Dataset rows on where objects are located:
>>>>

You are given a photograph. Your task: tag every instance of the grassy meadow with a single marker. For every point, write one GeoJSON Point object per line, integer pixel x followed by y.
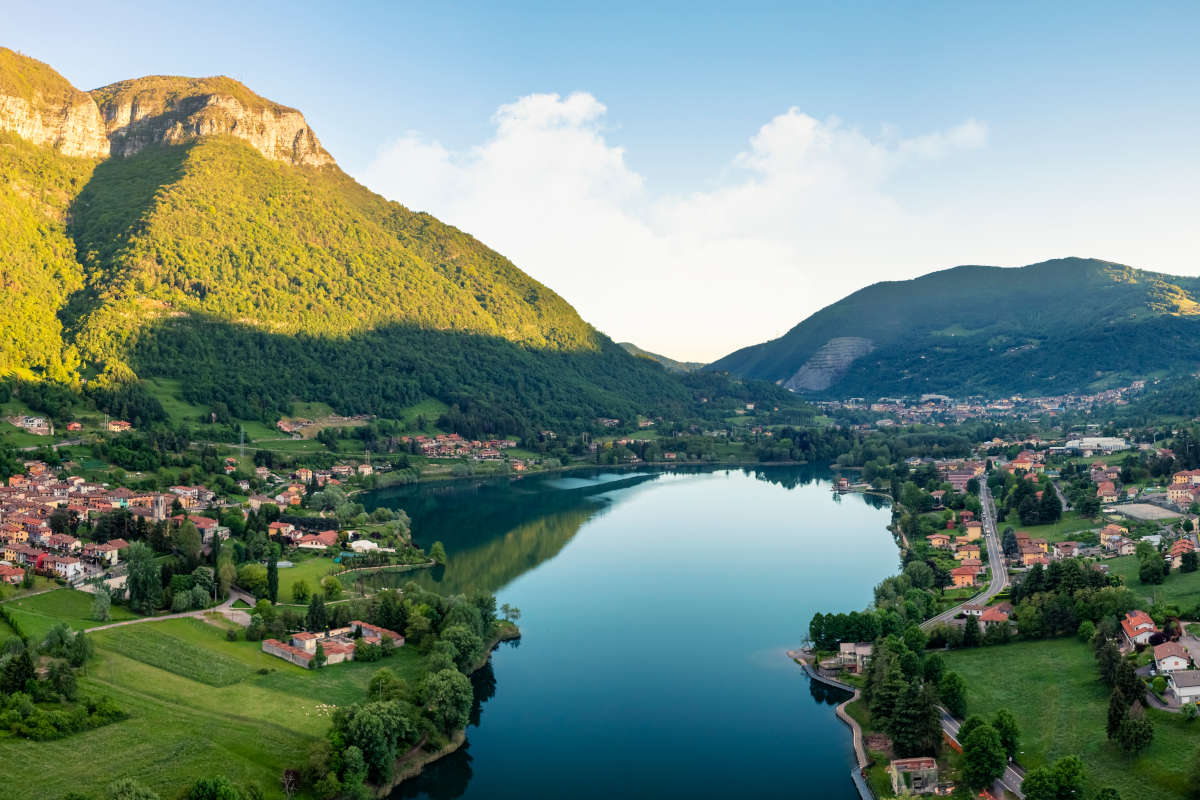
{"type": "Point", "coordinates": [1054, 691]}
{"type": "Point", "coordinates": [198, 705]}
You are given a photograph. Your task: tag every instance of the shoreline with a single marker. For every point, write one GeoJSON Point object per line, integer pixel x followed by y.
{"type": "Point", "coordinates": [414, 762]}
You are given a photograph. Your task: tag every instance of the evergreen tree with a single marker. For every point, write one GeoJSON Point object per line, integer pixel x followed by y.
{"type": "Point", "coordinates": [983, 758]}
{"type": "Point", "coordinates": [317, 619]}
{"type": "Point", "coordinates": [273, 577]}
{"type": "Point", "coordinates": [971, 632]}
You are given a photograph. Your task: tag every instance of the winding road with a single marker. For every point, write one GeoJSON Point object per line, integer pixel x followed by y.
{"type": "Point", "coordinates": [995, 563]}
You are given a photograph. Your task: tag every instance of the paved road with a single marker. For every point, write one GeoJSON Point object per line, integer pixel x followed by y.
{"type": "Point", "coordinates": [1013, 775]}
{"type": "Point", "coordinates": [226, 608]}
{"type": "Point", "coordinates": [995, 561]}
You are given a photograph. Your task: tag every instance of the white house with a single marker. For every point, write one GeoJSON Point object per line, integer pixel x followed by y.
{"type": "Point", "coordinates": [1171, 656]}
{"type": "Point", "coordinates": [1186, 685]}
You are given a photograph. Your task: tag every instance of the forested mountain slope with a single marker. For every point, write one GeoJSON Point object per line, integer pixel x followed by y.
{"type": "Point", "coordinates": [207, 235]}
{"type": "Point", "coordinates": [1056, 326]}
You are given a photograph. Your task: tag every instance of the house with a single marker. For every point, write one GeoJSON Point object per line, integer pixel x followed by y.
{"type": "Point", "coordinates": [941, 541]}
{"type": "Point", "coordinates": [318, 541]}
{"type": "Point", "coordinates": [1186, 685]}
{"type": "Point", "coordinates": [1138, 627]}
{"type": "Point", "coordinates": [1179, 547]}
{"type": "Point", "coordinates": [996, 614]}
{"type": "Point", "coordinates": [1170, 656]}
{"type": "Point", "coordinates": [65, 566]}
{"type": "Point", "coordinates": [375, 635]}
{"type": "Point", "coordinates": [913, 776]}
{"type": "Point", "coordinates": [1066, 549]}
{"type": "Point", "coordinates": [964, 576]}
{"type": "Point", "coordinates": [855, 655]}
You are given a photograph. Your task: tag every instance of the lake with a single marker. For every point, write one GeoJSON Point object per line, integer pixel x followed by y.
{"type": "Point", "coordinates": [657, 608]}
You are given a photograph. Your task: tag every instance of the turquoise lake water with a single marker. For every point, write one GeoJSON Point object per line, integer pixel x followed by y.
{"type": "Point", "coordinates": [657, 608]}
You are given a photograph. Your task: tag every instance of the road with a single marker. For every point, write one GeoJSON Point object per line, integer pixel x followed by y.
{"type": "Point", "coordinates": [1013, 776]}
{"type": "Point", "coordinates": [995, 561]}
{"type": "Point", "coordinates": [226, 609]}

<<<<

SET TASK: Convert the stretch of the material from the line containing "of the road" through its end into a Markdown table with the columns Row and Entry, numbering each line and leaving out blank lines.

RESULT OF THE TASK:
| Row | Entry |
|---|---|
| 1 | You are given a photograph. Your task: tag every instance of the road with a single marker. For every point, write one GeoJSON Point object per line, integer pixel x followed by y. |
| 2 | {"type": "Point", "coordinates": [1013, 776]} |
| 3 | {"type": "Point", "coordinates": [995, 561]} |
| 4 | {"type": "Point", "coordinates": [226, 609]} |